Records from a collection:
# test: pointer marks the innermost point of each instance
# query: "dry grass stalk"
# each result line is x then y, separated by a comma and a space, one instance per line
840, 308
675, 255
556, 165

Work request ▸
Keep the wording exact. Give all of the records again.

Solution below ▸
# test: pointer marks the innermost point of each instance
# query: "dry grass stalk"
# each result line is x then y, separated by a comma and a space, one instance per line
840, 308
675, 255
556, 165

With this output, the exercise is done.